Stored records
──────────────────────────────

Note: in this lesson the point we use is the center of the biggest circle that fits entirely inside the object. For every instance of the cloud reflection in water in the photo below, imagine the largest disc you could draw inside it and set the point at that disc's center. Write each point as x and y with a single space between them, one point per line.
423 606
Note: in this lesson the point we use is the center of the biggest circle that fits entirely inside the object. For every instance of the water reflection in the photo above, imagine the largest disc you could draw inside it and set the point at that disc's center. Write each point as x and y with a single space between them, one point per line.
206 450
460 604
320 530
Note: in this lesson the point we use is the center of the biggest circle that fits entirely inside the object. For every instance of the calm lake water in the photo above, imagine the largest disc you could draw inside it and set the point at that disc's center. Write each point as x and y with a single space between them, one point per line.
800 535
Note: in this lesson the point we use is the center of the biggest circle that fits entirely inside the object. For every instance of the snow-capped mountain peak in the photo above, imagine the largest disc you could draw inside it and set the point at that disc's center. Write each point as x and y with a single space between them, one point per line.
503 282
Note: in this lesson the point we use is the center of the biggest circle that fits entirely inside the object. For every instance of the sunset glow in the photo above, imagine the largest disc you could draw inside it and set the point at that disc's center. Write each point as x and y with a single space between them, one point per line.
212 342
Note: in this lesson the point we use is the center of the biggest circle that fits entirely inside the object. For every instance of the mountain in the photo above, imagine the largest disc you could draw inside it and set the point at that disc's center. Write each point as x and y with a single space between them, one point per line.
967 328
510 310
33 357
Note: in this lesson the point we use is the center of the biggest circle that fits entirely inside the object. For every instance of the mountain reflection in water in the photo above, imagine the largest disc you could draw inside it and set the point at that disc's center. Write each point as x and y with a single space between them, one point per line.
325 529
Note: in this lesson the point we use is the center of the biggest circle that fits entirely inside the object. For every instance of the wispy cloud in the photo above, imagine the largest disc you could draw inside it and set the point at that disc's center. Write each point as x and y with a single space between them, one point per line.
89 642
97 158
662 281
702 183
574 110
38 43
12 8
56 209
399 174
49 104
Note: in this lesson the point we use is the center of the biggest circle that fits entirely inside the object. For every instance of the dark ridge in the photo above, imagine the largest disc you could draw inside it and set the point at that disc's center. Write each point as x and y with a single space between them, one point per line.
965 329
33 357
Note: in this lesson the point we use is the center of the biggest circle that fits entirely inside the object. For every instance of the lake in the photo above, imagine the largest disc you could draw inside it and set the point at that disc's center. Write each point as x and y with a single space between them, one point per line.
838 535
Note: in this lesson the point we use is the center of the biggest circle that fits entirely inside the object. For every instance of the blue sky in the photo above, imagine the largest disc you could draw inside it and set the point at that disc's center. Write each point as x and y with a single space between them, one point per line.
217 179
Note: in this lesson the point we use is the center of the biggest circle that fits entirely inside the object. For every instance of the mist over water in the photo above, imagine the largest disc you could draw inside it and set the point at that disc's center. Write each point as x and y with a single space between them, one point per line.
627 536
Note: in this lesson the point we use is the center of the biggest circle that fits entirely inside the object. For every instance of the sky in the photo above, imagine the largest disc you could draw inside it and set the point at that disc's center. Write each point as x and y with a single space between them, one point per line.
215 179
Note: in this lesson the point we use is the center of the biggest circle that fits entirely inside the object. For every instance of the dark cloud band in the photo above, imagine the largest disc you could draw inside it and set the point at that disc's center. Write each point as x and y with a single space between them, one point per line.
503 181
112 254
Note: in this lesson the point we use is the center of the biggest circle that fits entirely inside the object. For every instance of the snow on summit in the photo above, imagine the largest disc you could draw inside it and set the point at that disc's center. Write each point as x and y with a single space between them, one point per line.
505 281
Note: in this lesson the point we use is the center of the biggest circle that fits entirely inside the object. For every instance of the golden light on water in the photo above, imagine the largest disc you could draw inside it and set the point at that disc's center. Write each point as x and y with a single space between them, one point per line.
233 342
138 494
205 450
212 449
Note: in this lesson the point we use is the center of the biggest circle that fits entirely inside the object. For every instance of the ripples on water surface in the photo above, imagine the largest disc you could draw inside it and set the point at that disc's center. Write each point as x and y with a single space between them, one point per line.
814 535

──────────────────────────────

What the task asks:
Once you have read the records, repeat them all exactly.

Exercise output:
Note: in this lesson the point we use is the center of the biggest circle that fits entirely inside the object. For every instance of the cloud reflection in water in the photo below, imagine the largest disc you could draw inside it and set the point at that disc's center. Write each point as x and y with a single space between them, one point per line.
423 606
Note: in this lesson the point we use is the center of the biggest circle that fits entirely inside the object. For every instance of the water reflection in the photo above, imagine the largest disc you could draw inside it and set the point at that disc's center. Write each point as x and y with a single space between them, one point per line.
206 450
460 604
320 530
Note: in this lesson the point we use is the center of the biggest circle that fits entirely inside the object. For every instance of the calm lake water in the photo above, imagine the largest disc you could draw inside it and set the point at that disc's center. Write each point as x and y with a single space between them, one point per line.
800 535
Note: in this lesson the point we use is the center of the biggest circle that fits entirely inside the object. For every instance of the snow-capped mountain peak in the photo above, imagine the largest disc you could draw inside it and set the point at that disc's center. Write each point as x and y with a single space between them, one point per line.
503 282
Note: in this lesson the point we use is the center of the biggest circle that fits entirely inside the object. For every instance of the sunset glow in the photo above, imagine the largest disc you could draw inside it and set the point at that disc's center. Write each point as x and y with a single space between them, one point per line.
212 342
Note: in this lesson the point we use is the center of the biggest circle that fits entirely inside the object. For every instance of the mountain in the photo above, imagine the largest disc you could draw inside it and set the point at that disc's center. Write each point as x and y with a single space between them, one point per line.
967 328
510 310
33 357
Note: in this lesson the point we use is the center of the biggest circle that fits entirely inside the object. For every instance of the mountain reflection in water in the photo above, imagine the largest disc you could draw inside it and set the point at that disc's center. Write each point as x and y with a single space between them, one point per line.
325 529
Note: in this lesson the point we use is the center of the biggest circle that fits entirely inside the object. For every instance of the wispy cloud in the photo above, imagine the largest disc you could draw inside it and set the point at that disc's center. Write each point as x and y with a single space between them, one point per line.
89 642
97 158
662 281
702 183
574 110
38 43
12 8
56 209
399 174
49 104
Note: in this lesson the point we use is the center of the biggest circle that fits entirely inside the object. For every instance of the dark ridge in the photo above, imagine the largest disc you could draw inside it and set the point at that disc's center. Write each point as x and y with a single space between them, one point per line.
965 329
33 357
Note: in this lesson the point we use is the center of the biggest circle that fits entirely inside the object. For every instance of the lake in the photo above, imagine the largest disc you could draw inside it and set the point at that disc's center. Write each point as x and y with a single space between them, one point per line.
838 535
Note: in this lesson the point we use is the center of the biggest circle that fits entirely inside the object. For every instance of the blue sky in the photo above, imagine the largest disc you could draw inside it and set the point at that disc's center. Write each point as x and y with a single space between them, one point per line.
217 179
Note: in this lesson the point we use is the center of the biggest circle that fits entirely inside the object. For every instance of the mist over water in the photo above, imagine the largest disc you could draw inside it and set the point at that disc's center. Write each point as x and y with a single space between them, one point per line.
627 536
Note: in this lesson the point we use is the center of the biggest circle that fits entirely inside the object. For every instance of the sky in the photo above, imagine the largest disc you could draw inside it and set the point at that disc's center. Write each point as x and y with a single space between them, one point per line.
215 179
Note: in this lesson the point we use is the center of the biggest circle that fits entirely inside the object. For every instance of the dark cloud band in the photo above, imagine the largest disc you could draw inside it and set the point at that disc's center. Write each point as x and y with a single space between them, one point per line.
503 181
112 254
Note: in this lesson the point we use is the center of the biggest circle that fits entirely inside the object. For every instance of the snow on summit in the photo above, imagine the largest disc you could draw inside it and set the point at that disc's center. Write each point as x and y with a single space between them, one point per line.
505 281
Note: in this lesson the point we use is the center of the biggest circle that fits entirely inside the object. For every instance of the golden light on water in the photo above, imagine the largest disc you could draw inside it and set the point at that disc's center. Write each point as x and y with a single space between them, one point per line.
233 342
138 494
205 450
212 449
Note: in this lesson the point we use is the center of the biggest circle that fits entirely inside the object. For every instance of the ripples on water surface in the photo above, imagine the largest disc you could draw inside it and set the point at that disc's center. Write each point as x and y with a single space between them, one point per line.
814 535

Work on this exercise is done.